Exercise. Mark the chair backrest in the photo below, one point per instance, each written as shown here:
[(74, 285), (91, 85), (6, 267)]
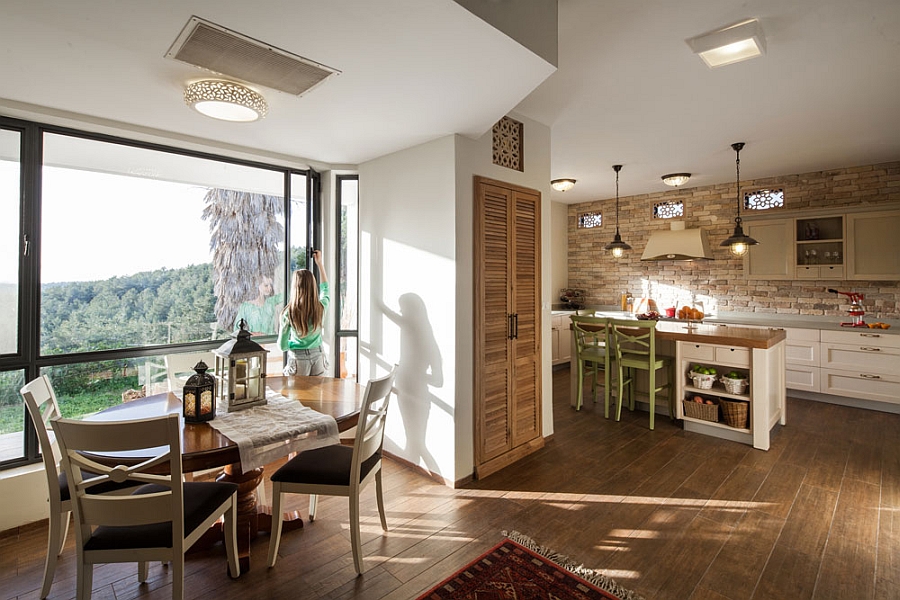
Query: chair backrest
[(181, 366), (634, 338), (40, 400), (158, 438), (372, 417), (590, 333)]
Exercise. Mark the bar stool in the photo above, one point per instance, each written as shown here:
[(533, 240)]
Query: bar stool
[(592, 351), (635, 349)]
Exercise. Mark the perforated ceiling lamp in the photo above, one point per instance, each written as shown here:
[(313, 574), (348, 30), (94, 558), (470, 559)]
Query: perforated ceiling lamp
[(676, 179), (739, 242), (617, 246), (562, 185), (225, 100), (730, 44)]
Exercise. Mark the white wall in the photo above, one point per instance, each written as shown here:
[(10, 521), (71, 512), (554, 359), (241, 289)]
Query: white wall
[(559, 248), (408, 292)]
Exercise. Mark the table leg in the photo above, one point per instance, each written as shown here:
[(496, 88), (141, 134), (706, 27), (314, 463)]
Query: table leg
[(247, 517)]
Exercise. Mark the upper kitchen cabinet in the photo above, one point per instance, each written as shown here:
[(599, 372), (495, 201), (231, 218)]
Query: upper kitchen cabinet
[(873, 245), (772, 258)]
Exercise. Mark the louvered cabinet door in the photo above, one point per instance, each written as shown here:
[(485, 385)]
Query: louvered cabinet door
[(492, 328), (507, 324), (526, 409)]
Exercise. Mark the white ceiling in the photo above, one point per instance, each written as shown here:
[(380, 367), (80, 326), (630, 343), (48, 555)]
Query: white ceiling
[(627, 90)]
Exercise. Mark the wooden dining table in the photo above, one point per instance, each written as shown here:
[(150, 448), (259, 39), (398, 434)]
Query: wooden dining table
[(204, 448)]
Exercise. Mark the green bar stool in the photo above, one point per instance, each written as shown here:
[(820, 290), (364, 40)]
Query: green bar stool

┄┄┄┄┄┄┄┄┄┄

Written task: Write the listing out a second time exactly, dropping all images.

Correct output:
Exercise. Mark the chair backrest in the photo below, one point per instance, each written as shown here:
[(74, 285), (91, 85), (6, 267)]
Query: chair backrest
[(181, 366), (634, 338), (40, 400), (158, 438), (372, 417), (590, 333)]
Exercise. Mark the bar stool in the photo above, one point per instance, each written as shown here:
[(533, 240)]
Query: bar stool
[(592, 351), (635, 349)]
Exercise. Mark the perforated ceiling lamp in the photo above, one point per instance, each written as shown here:
[(313, 574), (348, 30), (94, 558), (470, 559)]
Query: perforated ceiling lamp
[(676, 179), (739, 242), (617, 246), (562, 185), (225, 100), (730, 44)]
Exercise. Mark the white wall in the photo above, one point per instance, each written as shown here:
[(10, 521), (71, 512), (554, 359), (241, 289)]
Query: white wall
[(559, 248), (408, 292)]
Exercise. Mark the table leg in the photo above, one point per instance, each written as shown here:
[(496, 88), (141, 134), (706, 27), (314, 463)]
Query: table leg
[(247, 517)]
Exercise. Mark the upper kitchen cabinet in the photo above, one point per instance, each written as shown here:
[(599, 372), (495, 201), (231, 218)]
Query: upper kitchen cabinet
[(873, 245), (772, 258)]
Exercise. Mark the louvered cabinet door in the photo above, one point per instance, each written as shown here:
[(485, 385)]
Query: louvered cabinet door
[(492, 328), (507, 324), (526, 409)]
Exercise. Mark the white ceiling in the photo above, one point per instance, each written as shown here:
[(380, 367), (80, 326), (630, 343), (48, 555)]
Query: white ceiling
[(627, 90)]
Exercise. Mark the wooden dining table in the photo above, one point per instance, each written as shown here:
[(150, 448), (259, 39), (398, 434)]
Query: wooden dining table
[(204, 448)]
Exercise. Mark the green bar stool in the photo above, one point per instance, each written as shown here:
[(820, 290), (364, 40)]
Query: green bar stool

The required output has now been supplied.